Data lines:
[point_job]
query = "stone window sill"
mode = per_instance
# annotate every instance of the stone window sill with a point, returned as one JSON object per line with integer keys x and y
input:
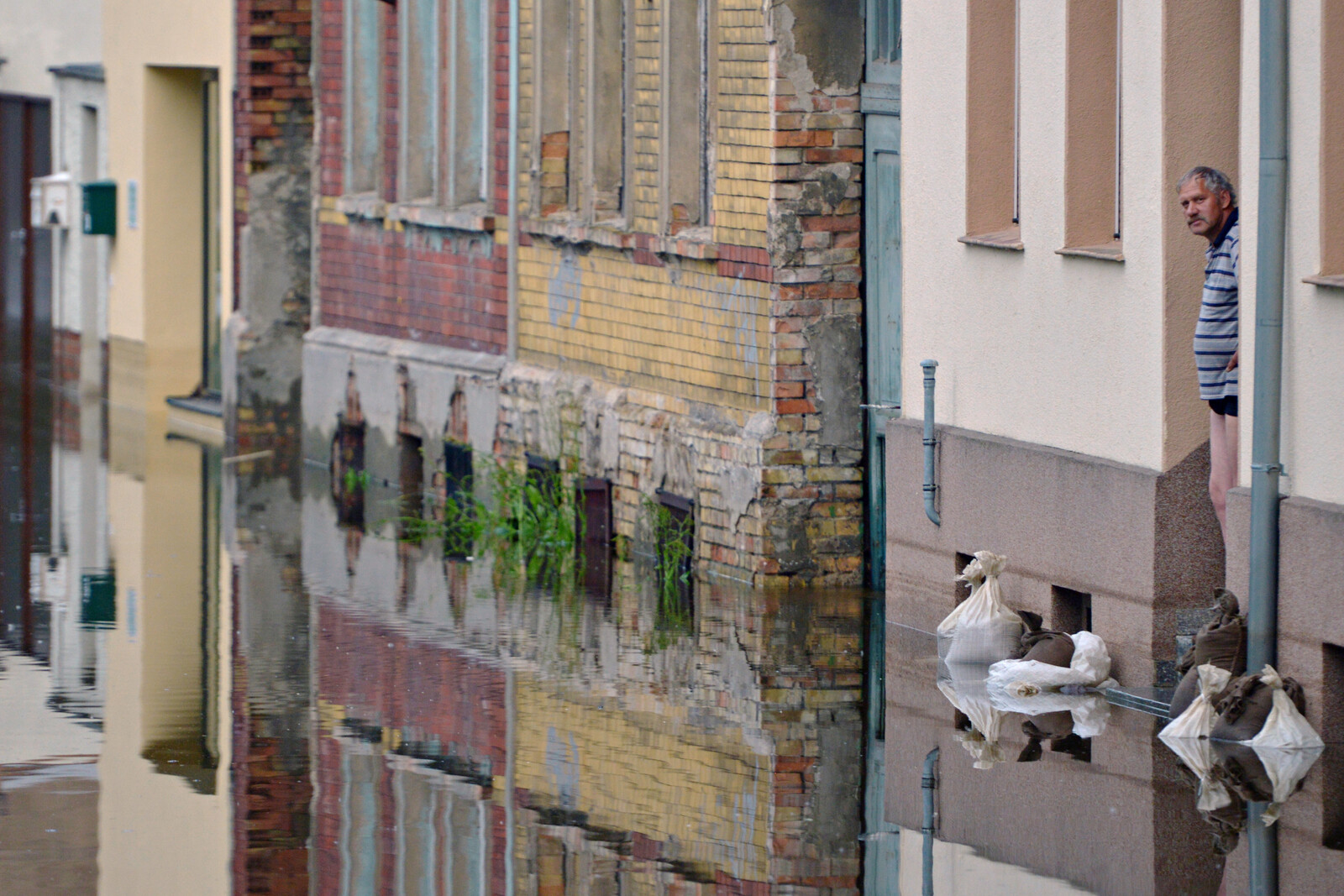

TASK:
Write out every line of the material above word for word, omitting the pictures.

EXPECTED ANSWER:
[point_job]
query = "stone window sill"
mode = per_instance
# annotate every instance of the stone window sill with a point, returned as one JSON object per line with integer keys x and y
input:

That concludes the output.